▸ **To be done**
Reproduce the following lines word for word, omitting the pictures from your answer.
_ _ _ _
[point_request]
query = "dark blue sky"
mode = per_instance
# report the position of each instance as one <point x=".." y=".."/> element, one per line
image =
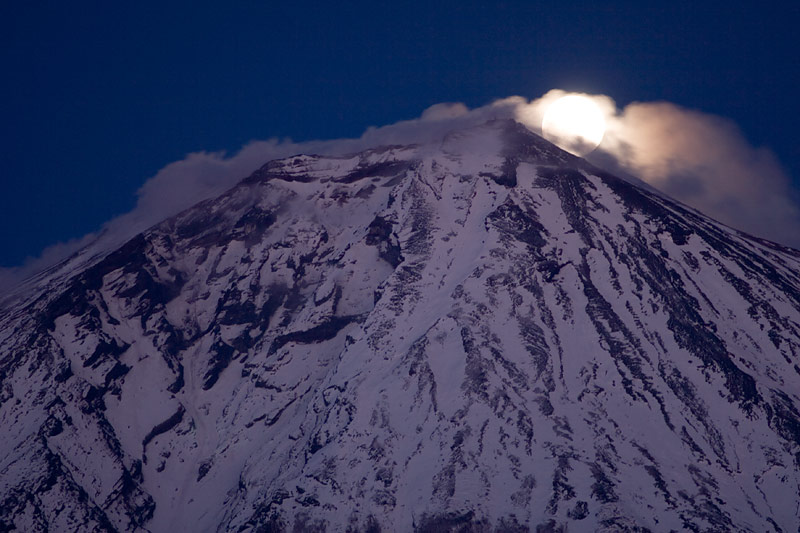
_ _ _ _
▸ **Written answer**
[point_request]
query = "dark blue sky"
mode = per_instance
# report the position of each instance as one <point x=".." y=".."/> element, one per line
image =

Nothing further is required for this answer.